Exercise details
Give back every record that follows, exactly as written.

Stored data entries
⟨

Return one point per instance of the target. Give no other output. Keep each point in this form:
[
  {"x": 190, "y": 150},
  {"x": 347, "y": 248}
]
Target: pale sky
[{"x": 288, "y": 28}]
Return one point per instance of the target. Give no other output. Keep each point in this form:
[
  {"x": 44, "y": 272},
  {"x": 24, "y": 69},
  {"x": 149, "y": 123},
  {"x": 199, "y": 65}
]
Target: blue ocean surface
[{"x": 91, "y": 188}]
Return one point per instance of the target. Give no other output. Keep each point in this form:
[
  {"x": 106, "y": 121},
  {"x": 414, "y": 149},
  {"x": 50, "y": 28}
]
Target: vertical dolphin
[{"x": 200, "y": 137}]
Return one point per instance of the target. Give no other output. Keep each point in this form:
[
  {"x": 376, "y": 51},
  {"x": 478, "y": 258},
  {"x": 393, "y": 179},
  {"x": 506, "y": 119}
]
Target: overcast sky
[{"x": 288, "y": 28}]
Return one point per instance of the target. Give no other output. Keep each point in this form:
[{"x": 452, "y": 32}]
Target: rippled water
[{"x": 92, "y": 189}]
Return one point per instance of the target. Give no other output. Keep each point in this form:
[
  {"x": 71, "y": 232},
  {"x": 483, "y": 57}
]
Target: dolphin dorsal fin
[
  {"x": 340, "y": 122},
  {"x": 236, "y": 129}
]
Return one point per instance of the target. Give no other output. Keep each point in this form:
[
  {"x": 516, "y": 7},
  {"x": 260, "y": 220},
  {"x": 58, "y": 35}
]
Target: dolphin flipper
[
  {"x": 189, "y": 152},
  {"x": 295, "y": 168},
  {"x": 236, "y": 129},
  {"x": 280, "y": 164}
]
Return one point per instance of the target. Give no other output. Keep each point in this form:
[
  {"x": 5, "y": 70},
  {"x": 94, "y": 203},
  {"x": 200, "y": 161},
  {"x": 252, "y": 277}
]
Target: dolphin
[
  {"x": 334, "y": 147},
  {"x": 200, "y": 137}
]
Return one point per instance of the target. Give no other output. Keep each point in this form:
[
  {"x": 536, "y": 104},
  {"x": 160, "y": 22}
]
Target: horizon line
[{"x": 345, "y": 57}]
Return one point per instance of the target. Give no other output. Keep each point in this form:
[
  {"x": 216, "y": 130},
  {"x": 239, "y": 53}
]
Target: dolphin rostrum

⟩

Expected answer
Return one point per instance of the target. Give no other output. Keep each point in this form:
[
  {"x": 190, "y": 150},
  {"x": 347, "y": 248}
]
Target: pale sky
[{"x": 288, "y": 28}]
Return one point per instance of the target. Give no other output. Keep each point in this form:
[
  {"x": 44, "y": 272},
  {"x": 24, "y": 69},
  {"x": 149, "y": 123},
  {"x": 199, "y": 65}
]
Target: blue ocean surface
[{"x": 91, "y": 188}]
Return one point per instance of the target. Give no other output. Keep each point in this form:
[
  {"x": 106, "y": 121},
  {"x": 414, "y": 149},
  {"x": 50, "y": 28}
]
Target: vertical dolphin
[{"x": 200, "y": 137}]
Return one point per instance of the target. Give no other output. Keep each point in this form:
[
  {"x": 376, "y": 51},
  {"x": 478, "y": 258},
  {"x": 393, "y": 179},
  {"x": 506, "y": 119}
]
Target: overcast sky
[{"x": 288, "y": 28}]
Return one point per instance of the target. Give no other output. Keep each point in this form:
[{"x": 452, "y": 32}]
Target: rippled water
[{"x": 92, "y": 189}]
Return one point per instance of the target. Give no other output. Keep each point in this form:
[
  {"x": 71, "y": 232},
  {"x": 483, "y": 57}
]
Target: dolphin dorsal fin
[
  {"x": 340, "y": 122},
  {"x": 236, "y": 129}
]
Return one point per instance of the target. Give no other output. Keep each point in this form:
[
  {"x": 516, "y": 7},
  {"x": 260, "y": 220},
  {"x": 58, "y": 35}
]
Target: dolphin flipper
[
  {"x": 189, "y": 152},
  {"x": 295, "y": 168},
  {"x": 236, "y": 129},
  {"x": 280, "y": 164}
]
Return one point per instance of the target. Give no other output. Keep each point in this form:
[
  {"x": 5, "y": 70},
  {"x": 94, "y": 203},
  {"x": 200, "y": 161},
  {"x": 252, "y": 277}
]
Target: dolphin
[
  {"x": 334, "y": 147},
  {"x": 200, "y": 137}
]
Return one point per instance of the target. Give no other output. Keep each point in this form:
[
  {"x": 536, "y": 104},
  {"x": 160, "y": 22}
]
Target: horizon line
[{"x": 345, "y": 57}]
Return one point per instance of the target. Give no other output. Keep each point in this form:
[
  {"x": 216, "y": 130},
  {"x": 239, "y": 53}
]
Target: dolphin rostrum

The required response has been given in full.